TASK:
Put the data below into a numbered list with one line per item, omitting any blank lines.

##########

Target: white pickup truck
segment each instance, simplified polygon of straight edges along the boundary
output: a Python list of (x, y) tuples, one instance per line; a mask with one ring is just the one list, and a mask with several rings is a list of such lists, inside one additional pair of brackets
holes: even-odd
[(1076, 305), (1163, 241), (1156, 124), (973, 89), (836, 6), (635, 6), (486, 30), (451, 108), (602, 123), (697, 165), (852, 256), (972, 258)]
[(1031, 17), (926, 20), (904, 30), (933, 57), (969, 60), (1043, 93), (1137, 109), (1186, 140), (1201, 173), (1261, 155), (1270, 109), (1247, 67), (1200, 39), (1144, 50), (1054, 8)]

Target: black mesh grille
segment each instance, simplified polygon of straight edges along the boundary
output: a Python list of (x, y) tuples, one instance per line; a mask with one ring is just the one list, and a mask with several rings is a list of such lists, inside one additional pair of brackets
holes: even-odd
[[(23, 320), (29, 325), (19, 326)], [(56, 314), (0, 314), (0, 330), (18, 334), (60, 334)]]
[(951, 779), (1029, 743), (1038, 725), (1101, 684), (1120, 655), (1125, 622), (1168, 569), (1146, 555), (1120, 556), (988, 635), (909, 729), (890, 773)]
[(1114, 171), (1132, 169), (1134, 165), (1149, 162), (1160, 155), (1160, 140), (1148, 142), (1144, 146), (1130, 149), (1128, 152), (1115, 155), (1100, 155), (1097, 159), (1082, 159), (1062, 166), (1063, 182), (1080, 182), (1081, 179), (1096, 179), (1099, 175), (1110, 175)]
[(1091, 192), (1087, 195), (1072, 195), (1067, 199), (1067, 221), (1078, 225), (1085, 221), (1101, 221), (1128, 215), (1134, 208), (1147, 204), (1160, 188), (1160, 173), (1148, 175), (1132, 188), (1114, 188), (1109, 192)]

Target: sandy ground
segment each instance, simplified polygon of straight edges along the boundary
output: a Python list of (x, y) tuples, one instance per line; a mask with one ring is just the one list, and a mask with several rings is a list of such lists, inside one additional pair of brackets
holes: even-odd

##########

ANSWER TO THE TASK:
1. Target: white pickup truck
2. segment each instance, simplified polygon of straight edges along the boundary
3. output: a Python list of (x, y) tuples, one instance per line; a mask with one ring is just the one list, and a mask with several rings is a list of such lists, inside one additional pair of brackets
4. holes: even-odd
5. [(1076, 305), (1163, 241), (1156, 124), (973, 89), (836, 6), (635, 6), (486, 30), (451, 108), (602, 123), (697, 165), (852, 256), (972, 258)]
6. [(1031, 17), (926, 20), (904, 30), (933, 57), (969, 60), (1043, 93), (1137, 109), (1186, 140), (1201, 173), (1261, 155), (1270, 109), (1247, 67), (1200, 39), (1144, 50), (1054, 8)]
7. Target: black mesh grille
8. segment each instance, simplified polygon of straight edges along the boundary
9. output: a Python list of (x, y) tuples, one instance per line; a mask with one ring is just the one list, and a mask with several rings is a list of such lists, inside one additional pair of brackets
10. holes: even-odd
11. [[(23, 320), (29, 325), (19, 326)], [(56, 314), (0, 314), (0, 330), (18, 334), (60, 334)]]
12. [(951, 779), (1029, 743), (1038, 725), (1101, 684), (1120, 655), (1125, 622), (1168, 569), (1146, 555), (1120, 556), (988, 635), (909, 729), (890, 773)]
13. [(1114, 171), (1132, 169), (1134, 165), (1149, 162), (1160, 155), (1160, 140), (1148, 142), (1144, 146), (1130, 149), (1128, 152), (1115, 155), (1100, 155), (1097, 159), (1082, 159), (1062, 166), (1063, 182), (1080, 182), (1081, 179), (1096, 179), (1099, 175), (1110, 175)]
14. [(1091, 192), (1087, 195), (1072, 195), (1067, 199), (1067, 221), (1078, 225), (1085, 221), (1101, 221), (1128, 215), (1134, 208), (1147, 204), (1160, 188), (1160, 173), (1148, 175), (1132, 188), (1114, 188), (1109, 192)]
15. Target: sandy ground
16. segment each instance, simplified polygon of straight edges along the boundary
17. output: a Python list of (x, y) tuples, one instance per line; a mask with one ring is just the one list, and a mask with several rings is a list of such lists, inside one additional pair of brackets
18. holes: even-odd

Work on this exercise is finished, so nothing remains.